◆ **Supplied passage**:
====================
 Advanced Examples:
====================

The core usage of PARROT is designed to be as simple as possible so that anyone, regardless of computational expertise, can train a network on their dataset with minimal investment. However, on top of this basic implementation, PARROT has a number of options intended to let experienced users tailor their networks to their particular needs and to facilitate more sophisticated computational workflows.

Advanced ``parrot-train`` options:
----------------------------------

**Automatic determination of number of training epochs with --stop:**

This flag determines the stop condition for network training. Currently, there are two options implemented: either 'iter' or 'auto'. In all of the previous examples we used the default behavior, 'iter', which means that the number we specify for the ``-e`` flag will be the number of iterations that we train the network. Alternatively, using 'auto' means that training will stop automatically once performance on the validation set has plateaued for ``-e`` epochs. Thus, with 'auto' it is recommended to use a smaller number of epochs (10-20) for ``-e`` so training does not extend for a significantly long period of time.

.. code-block:: bash

    parrot-train data/seq_regress_dataset.tsv stop_example.pt --datatype sequence -c 1 -nl 2 -hs 5 -lr 0.001 -e 10 -b 32 -v --stop auto

.. code-block:: bash

    PARROT with user-specified parameters
    -------------------------------------
    Train on:   cpu
    Datatype:   sequence
    ML Task:    regression
    Learning rate:  0.001000
    Number of layers:   2
    Hidden vector size: 5
    Batch size: 32

    Validation set loss per epoch:

    Epoch 0 Loss 0.1779
    Epoch 1 Loss 0.1752
    Epoch 2 Loss 0.1727
    ...
    Epoch 98    Loss 0.0456
    Epoch 99    Loss 0.0456
    Epoch 100   Loss 0.0456
    Epoch 101   Loss 0.0456
    Epoch 102   Loss 0.0456
    Epoch 103   Loss 0.0456
    Epoch 104   Loss 0.0456
    Epoch 105   Loss 0.0456
    Epoch 106   Loss 0.0456
    Epoch 107   Loss 0.0456
    Epoch 108   Loss 0.0456
    Epoch 109   Loss 0.0456
    Epoch 110   Loss 0.0455
    Epoch 111   Loss 0.0455
    Epoch 112   Loss 0.0455

Training stops here because performance has stopped improving. Worth mentioning: in some cases such as this dataset, 'auto' can actually get stuck in a local minimum well before the network is fully trained. Be mindful of this when using 'auto' stop condition.

◆ **Supplied material**:
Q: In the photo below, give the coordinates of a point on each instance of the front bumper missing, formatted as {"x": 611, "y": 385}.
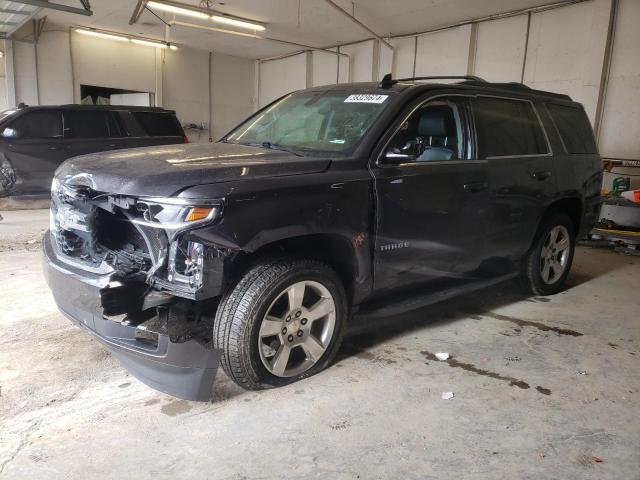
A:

◆ **What is asked**:
- a) Answer these questions from the PARROT documentation, one line per answer, marked (i), (ii), (iii):
(i) Which two options does the --stop flag currently offer?
(ii) How many epochs does the documentation recommend for -e when 'auto' is used?
(iii) What batch size is reported in the training output?
- b) List every setting label in the "PARROT with user-specified parameters" output block of the PARROT documentation.
- c) Set down the part of the PARROT documentation that starts at "Training stops here" and ends at "using 'auto' stop condition.".

◆ **Answers to the exercise**:
- a)
(i) 'iter' and 'auto'
(ii) 10-20
(iii) 32

- b)
Train on
Datatype
ML Task
Learning rate
Number of layers
Hidden vector size
Batch size

- c)
Training stops here because performance has stopped improving. Worth mentioning: in some cases such as this dataset, 'auto' can actually get stuck in a local minimum well before the network is fully trained. Be mindful of this when using 'auto' stop condition.